Given problem
Could you reproduce every one of the records below word for word?

Source records
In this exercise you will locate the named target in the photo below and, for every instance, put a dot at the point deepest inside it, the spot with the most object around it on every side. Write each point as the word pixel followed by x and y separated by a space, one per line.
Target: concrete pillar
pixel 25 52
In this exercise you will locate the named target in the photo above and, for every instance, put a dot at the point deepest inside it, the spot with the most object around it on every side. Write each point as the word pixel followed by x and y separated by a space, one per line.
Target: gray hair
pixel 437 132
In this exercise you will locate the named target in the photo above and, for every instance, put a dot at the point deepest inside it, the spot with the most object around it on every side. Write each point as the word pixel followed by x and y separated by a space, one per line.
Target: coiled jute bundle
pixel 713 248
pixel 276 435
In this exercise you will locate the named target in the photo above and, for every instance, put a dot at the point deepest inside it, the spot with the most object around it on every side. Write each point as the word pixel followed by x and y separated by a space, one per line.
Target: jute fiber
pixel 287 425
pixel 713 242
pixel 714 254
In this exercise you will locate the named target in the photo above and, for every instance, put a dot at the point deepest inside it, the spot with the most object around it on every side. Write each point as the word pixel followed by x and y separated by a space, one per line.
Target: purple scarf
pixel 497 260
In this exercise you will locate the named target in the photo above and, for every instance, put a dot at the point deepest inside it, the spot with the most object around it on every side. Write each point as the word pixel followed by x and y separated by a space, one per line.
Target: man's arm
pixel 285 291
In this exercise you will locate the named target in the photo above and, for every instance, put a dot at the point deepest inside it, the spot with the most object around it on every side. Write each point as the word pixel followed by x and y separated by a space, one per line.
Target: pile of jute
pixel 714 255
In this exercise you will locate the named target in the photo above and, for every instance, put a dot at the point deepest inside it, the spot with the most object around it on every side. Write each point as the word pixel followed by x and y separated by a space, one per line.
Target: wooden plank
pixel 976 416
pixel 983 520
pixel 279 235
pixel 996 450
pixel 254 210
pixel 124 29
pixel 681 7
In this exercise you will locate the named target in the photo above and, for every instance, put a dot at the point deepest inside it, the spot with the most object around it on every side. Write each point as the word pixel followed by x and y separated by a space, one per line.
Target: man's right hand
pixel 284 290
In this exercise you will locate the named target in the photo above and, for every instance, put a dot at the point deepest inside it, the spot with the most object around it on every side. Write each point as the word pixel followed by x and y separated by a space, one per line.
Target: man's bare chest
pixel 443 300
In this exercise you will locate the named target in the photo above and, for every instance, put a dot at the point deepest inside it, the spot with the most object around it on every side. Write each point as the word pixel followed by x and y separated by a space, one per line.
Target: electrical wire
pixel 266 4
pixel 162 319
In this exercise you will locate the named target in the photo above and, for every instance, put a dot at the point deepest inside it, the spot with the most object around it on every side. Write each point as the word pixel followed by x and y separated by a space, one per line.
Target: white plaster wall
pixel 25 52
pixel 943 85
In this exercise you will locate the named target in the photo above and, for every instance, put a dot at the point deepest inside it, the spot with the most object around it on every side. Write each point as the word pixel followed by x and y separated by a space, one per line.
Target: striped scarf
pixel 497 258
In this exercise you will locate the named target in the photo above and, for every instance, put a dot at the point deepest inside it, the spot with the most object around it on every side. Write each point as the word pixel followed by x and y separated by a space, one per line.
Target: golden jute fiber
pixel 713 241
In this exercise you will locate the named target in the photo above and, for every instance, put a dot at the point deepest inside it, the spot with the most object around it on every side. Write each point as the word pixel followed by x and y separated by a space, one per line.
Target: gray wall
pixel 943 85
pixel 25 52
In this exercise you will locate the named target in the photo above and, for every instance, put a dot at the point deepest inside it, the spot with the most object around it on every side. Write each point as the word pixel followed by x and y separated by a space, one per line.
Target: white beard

Expected answer
In this exercise you will locate the named target in the photo below and, for every instance, put a dot at the point deepest inside it, the spot with the most object around it on every side. Write each point as the word pixel followed by x and y separated by a space, one per line.
Target: concrete pillar
pixel 25 52
In this exercise you will locate the named target in the photo above and, for every instance, put a dot at the point deepest inside it, the spot with the most object around it on every side. Write each point as the word pixel followed by x and y separated by a space, one per line.
Target: gray hair
pixel 437 132
In this exercise you will locate the named target in the photo above and, for every instance, put a dot at the point deepest inside it, the spot with the most object around it on every side. Write each point as the word pixel followed by x and y separated by a space, one per line.
Target: coiled jute bundle
pixel 713 248
pixel 276 435
In this exercise you will locate the named target in the photo above and, for every instance, put a dot at the point deepest inside it, the spot with the most object around it on every side. Write each point as the word pixel followed by x and y separated by a space, one per line.
Target: jute fiber
pixel 287 425
pixel 713 242
pixel 714 254
In this exercise you will locate the named target in the photo above and, for every instance, put a dot at the point deepest inside it, the spot with the most object around it on every side. Write each point as the word pixel followed by x and y separated by a space, one per line.
Target: purple scarf
pixel 497 260
In this exercise you will locate the named target in the photo above and, for every instance, put a dot at the point deepest inside it, the spot with the most object around it on every side. Write each point as the word pixel followed by x and y separated by a space, one per line.
Target: man's arm
pixel 285 291
In this exercise you will locate the named target in the photo above and, for every instance, put a dot at the point deepest inside it, the spot with the most object around it on every side. Write each point as the word pixel followed by x and y separated by a space, one per line.
Target: pile of jute
pixel 714 255
In this exercise you will locate the named target in the photo above and, for every instance, put a dot at the point deepest inside it, the spot with the most object around it on every side. Write each point as the word pixel followed by x and y separated by a space, one per line.
Target: wooden plank
pixel 976 416
pixel 983 520
pixel 279 235
pixel 996 450
pixel 254 210
pixel 124 29
pixel 681 7
In this exercise you will locate the named target in the photo above and, for every instance, put a dot at the point deepest inside it, the spot with the most object around it on every side. Write each point as the word pixel followed by x and y separated by a space, one per line.
Target: man's right hand
pixel 284 290
In this exercise you will locate the named target in the photo above and, for every instance, put a dot at the point deepest inside it, the spot with the most object around it on every side. Write each point as the word pixel followed by x and y separated by a space, one per line.
Target: man's bare chest
pixel 443 300
In this exercise you will locate the named target in the photo above and, for every instance, put a dot at the point deepest inside it, the spot with the most object around it on every side. Write each point as the word pixel followed by x and y separated by a space, one per line.
Target: electrical wire
pixel 266 4
pixel 162 319
In this exercise you will locate the named target in the photo above and, for every instance, put a dot at the point deepest inside it, the spot with the most object around it on every side. Write each point as the word pixel followed by x and y separated by a space, one per line.
Target: white plaster wall
pixel 25 52
pixel 943 85
In this exercise you will locate the named target in the photo above and, for every instance, put a dot at the point deepest inside it, the spot with the most object around it on every side. Write each point as the word pixel followed by x and y separated by a space, one per line.
Target: striped scarf
pixel 497 258
In this exercise you will locate the named target in the photo above and, for every instance, put a dot at the point deepest inside it, the spot with the most object around it on every side. Write each point as the word pixel followed by x and y separated by a space, one per line.
Target: golden jute fiber
pixel 713 241
In this exercise you will locate the named target in the photo above and, for every instance, put a dot at the point deepest inside it, the spot with the most object around it on every side. Write each point as the word pixel followed by x and y separated by a space, one per line.
Target: gray wall
pixel 943 85
pixel 25 52
In this exercise you will locate the named target in the photo above and, for every instance, put a dot at the point deepest inside it, the spot with the most object around it on every side. Write each point as the word pixel followed by x and y separated by a space, one per line.
Target: white beard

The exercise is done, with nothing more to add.